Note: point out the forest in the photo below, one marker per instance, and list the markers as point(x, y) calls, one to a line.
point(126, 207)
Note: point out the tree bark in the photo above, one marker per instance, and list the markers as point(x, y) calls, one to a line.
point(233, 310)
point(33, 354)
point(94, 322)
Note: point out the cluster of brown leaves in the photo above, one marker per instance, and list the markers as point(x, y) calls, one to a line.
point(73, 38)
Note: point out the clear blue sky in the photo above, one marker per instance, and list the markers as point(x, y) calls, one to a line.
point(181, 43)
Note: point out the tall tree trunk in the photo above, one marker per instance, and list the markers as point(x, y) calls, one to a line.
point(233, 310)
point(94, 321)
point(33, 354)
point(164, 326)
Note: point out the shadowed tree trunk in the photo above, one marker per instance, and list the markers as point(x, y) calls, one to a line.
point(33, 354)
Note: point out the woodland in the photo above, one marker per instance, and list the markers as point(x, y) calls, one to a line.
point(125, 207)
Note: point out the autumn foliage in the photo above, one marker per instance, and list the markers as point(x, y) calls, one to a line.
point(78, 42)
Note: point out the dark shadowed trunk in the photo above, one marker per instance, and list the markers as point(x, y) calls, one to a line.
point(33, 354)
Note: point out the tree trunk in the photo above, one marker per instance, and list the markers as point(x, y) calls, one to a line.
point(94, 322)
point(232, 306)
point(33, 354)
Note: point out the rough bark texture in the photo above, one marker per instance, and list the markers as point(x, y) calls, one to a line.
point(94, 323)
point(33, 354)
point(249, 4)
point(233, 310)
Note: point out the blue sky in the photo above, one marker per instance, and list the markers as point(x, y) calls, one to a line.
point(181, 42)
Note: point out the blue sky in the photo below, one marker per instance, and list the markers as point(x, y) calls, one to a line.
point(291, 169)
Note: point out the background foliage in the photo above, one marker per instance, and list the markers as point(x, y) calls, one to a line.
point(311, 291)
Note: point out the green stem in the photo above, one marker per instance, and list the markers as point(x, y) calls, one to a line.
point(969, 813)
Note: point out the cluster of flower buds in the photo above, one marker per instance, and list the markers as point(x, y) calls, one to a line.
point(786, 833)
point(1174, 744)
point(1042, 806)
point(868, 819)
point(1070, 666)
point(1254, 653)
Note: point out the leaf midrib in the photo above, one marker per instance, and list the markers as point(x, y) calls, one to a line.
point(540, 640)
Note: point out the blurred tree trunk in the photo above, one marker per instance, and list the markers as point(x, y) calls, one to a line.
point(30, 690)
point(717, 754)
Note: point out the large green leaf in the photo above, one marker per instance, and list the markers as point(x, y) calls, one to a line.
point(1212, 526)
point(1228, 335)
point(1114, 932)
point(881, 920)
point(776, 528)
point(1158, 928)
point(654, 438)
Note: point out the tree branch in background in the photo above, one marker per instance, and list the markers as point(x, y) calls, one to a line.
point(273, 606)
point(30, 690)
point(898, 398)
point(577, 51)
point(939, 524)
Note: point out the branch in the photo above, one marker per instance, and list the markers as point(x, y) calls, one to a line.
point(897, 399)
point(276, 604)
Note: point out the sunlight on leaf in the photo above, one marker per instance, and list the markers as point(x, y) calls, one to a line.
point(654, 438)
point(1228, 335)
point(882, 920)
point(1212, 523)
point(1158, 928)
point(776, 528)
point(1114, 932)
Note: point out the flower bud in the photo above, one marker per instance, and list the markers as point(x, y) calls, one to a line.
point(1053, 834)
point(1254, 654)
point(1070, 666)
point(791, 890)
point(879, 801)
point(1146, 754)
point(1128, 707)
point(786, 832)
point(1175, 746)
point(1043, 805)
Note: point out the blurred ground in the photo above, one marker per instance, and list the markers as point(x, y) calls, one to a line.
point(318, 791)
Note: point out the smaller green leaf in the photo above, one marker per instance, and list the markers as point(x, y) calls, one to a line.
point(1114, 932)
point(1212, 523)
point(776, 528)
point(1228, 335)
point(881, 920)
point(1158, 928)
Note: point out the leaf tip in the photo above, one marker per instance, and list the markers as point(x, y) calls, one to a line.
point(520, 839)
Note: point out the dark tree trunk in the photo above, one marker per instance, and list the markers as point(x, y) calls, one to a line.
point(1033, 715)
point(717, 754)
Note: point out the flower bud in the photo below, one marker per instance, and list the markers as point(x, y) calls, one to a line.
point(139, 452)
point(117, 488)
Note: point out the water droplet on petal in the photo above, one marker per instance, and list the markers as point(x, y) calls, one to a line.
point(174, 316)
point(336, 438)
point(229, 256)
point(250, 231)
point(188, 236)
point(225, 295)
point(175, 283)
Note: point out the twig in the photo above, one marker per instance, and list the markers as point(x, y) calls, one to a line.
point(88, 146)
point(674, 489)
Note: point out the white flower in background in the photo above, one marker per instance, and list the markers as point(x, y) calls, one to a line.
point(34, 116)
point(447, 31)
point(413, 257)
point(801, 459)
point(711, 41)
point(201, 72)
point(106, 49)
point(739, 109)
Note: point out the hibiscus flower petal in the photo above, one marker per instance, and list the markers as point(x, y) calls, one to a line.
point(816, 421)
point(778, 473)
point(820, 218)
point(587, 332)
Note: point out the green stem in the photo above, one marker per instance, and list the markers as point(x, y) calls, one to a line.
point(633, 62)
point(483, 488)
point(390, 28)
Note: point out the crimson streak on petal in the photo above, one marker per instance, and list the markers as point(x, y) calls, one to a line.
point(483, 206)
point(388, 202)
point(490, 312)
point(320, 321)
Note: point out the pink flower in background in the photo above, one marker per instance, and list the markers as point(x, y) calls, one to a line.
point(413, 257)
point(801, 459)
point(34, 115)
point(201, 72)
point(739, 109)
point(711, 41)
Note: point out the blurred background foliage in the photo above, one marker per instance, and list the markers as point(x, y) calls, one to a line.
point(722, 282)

—————

What you are asked to do: Every line from the one holding "Note: point out the crimson" through the final line of the listing must be echoed exactly; leave out all other lines.

Exercise response:
Note: point out the crimson streak on petal in the photo above, one marker per instance, and list the markers as point(x, y) calls, one to a line.
point(483, 206)
point(388, 202)
point(490, 312)
point(320, 321)
Note: point out the pink flower in background in the photo above, one marker per instance, and list the markers as point(x, y) calls, one to a line.
point(413, 257)
point(801, 459)
point(34, 115)
point(201, 72)
point(739, 109)
point(711, 41)
Note: point out the blurred background foliage in the photo above, one marker per instance, and list the markers as point(x, y) calls, one to a line.
point(722, 282)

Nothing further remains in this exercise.